▶ _Goal of the exercise_: Please list every line in the rows below that contains the word "stand".

▶ _Records provided_:
-=-=-
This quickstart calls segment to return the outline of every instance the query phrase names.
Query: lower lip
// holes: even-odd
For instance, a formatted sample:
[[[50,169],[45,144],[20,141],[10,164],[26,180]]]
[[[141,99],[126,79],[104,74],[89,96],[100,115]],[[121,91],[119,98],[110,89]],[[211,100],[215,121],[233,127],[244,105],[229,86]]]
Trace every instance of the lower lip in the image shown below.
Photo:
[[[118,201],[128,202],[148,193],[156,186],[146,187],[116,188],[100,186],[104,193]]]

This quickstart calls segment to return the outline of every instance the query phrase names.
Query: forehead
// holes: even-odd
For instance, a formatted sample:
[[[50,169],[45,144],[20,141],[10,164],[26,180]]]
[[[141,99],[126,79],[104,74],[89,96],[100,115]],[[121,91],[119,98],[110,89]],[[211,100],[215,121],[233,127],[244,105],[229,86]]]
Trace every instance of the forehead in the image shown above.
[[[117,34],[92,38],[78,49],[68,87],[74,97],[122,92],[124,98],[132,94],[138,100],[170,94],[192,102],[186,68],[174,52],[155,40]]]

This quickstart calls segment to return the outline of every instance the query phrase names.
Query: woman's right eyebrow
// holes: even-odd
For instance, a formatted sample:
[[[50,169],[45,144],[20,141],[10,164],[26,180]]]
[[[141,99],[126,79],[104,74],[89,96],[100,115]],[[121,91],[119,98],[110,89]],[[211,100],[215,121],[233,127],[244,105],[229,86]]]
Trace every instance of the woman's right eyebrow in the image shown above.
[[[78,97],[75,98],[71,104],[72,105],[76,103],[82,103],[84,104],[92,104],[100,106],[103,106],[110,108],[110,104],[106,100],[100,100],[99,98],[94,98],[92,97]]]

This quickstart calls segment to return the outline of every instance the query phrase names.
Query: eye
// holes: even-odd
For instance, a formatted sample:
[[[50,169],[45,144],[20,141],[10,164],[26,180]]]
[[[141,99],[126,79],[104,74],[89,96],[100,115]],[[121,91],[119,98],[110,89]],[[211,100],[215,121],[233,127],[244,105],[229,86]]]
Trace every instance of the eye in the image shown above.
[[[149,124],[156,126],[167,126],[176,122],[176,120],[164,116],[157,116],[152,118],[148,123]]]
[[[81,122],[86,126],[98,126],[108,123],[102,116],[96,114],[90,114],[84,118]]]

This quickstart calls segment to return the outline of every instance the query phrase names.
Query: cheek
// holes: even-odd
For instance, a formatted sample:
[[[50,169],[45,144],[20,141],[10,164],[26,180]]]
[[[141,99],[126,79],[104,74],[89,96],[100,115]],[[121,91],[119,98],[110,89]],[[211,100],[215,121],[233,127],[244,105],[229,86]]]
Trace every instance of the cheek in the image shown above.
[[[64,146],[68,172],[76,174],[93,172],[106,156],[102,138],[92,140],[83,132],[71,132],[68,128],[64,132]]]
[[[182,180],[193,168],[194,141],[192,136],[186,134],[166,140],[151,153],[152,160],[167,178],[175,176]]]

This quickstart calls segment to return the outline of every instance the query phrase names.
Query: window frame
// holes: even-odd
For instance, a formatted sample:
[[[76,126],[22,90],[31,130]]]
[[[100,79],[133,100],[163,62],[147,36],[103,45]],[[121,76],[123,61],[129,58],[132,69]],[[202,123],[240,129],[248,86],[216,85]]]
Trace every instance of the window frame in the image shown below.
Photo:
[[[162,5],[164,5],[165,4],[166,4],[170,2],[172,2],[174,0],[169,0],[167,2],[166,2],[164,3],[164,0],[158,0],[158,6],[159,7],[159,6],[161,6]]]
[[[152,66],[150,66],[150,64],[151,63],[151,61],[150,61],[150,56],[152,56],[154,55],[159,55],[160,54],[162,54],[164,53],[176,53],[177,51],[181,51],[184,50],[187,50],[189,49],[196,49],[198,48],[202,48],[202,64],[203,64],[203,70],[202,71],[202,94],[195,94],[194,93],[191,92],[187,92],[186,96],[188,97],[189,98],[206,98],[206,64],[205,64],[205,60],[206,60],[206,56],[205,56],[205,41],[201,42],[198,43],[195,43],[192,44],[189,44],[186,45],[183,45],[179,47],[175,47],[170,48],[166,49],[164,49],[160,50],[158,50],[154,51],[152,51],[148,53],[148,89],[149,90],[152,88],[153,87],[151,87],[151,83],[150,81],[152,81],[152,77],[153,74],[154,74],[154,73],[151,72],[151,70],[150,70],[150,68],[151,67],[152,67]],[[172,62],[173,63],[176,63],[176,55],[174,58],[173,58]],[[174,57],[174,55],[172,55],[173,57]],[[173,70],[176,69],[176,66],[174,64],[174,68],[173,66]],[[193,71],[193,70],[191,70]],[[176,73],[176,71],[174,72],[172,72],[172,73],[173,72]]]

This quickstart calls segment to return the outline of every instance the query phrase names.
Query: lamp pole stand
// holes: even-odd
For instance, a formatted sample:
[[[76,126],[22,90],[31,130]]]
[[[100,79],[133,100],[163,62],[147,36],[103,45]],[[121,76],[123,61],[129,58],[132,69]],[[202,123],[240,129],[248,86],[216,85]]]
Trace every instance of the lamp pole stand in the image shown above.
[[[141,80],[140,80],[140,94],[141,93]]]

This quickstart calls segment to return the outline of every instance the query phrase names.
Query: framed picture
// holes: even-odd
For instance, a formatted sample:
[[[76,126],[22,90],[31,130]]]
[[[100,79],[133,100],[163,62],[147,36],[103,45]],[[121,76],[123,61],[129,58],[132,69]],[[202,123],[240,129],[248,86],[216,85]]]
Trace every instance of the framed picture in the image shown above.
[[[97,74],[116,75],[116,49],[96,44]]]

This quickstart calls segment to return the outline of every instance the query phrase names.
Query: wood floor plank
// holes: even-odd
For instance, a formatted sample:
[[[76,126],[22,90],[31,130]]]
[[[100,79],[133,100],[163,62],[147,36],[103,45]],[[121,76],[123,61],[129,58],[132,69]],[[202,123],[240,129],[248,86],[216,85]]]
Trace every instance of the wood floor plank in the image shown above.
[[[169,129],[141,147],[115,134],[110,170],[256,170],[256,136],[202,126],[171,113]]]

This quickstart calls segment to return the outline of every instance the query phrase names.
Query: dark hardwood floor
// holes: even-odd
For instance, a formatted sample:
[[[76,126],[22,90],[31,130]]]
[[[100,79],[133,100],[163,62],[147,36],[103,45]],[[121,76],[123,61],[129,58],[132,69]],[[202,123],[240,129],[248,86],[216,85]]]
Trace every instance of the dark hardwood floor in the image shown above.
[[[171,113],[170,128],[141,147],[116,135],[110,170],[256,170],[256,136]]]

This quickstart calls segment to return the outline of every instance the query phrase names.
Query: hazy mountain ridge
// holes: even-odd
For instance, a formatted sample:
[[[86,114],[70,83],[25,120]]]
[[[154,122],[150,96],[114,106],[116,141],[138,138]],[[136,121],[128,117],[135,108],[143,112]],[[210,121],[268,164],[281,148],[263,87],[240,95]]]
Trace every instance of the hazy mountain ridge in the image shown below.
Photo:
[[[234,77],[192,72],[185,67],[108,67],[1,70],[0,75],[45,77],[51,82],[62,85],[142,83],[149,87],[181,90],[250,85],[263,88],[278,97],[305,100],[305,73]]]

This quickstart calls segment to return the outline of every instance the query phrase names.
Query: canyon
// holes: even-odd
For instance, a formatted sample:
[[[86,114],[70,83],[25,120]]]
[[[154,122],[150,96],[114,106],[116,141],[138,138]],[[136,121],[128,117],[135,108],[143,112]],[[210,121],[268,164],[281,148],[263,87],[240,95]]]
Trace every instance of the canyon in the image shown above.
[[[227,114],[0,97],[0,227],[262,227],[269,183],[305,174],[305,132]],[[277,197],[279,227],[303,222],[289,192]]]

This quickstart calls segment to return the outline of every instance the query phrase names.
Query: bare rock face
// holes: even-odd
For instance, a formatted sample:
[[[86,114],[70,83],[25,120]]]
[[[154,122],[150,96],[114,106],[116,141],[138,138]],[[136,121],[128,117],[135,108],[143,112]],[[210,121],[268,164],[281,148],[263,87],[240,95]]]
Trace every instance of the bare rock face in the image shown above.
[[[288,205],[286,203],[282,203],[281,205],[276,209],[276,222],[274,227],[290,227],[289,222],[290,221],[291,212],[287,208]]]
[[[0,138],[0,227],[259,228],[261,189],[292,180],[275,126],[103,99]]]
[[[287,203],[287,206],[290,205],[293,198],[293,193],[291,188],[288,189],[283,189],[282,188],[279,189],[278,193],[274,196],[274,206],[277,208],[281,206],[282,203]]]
-=-=-
▶ _Answer_:
Query: lamp pole stand
Trace every instance of the lamp pole stand in the image shown above.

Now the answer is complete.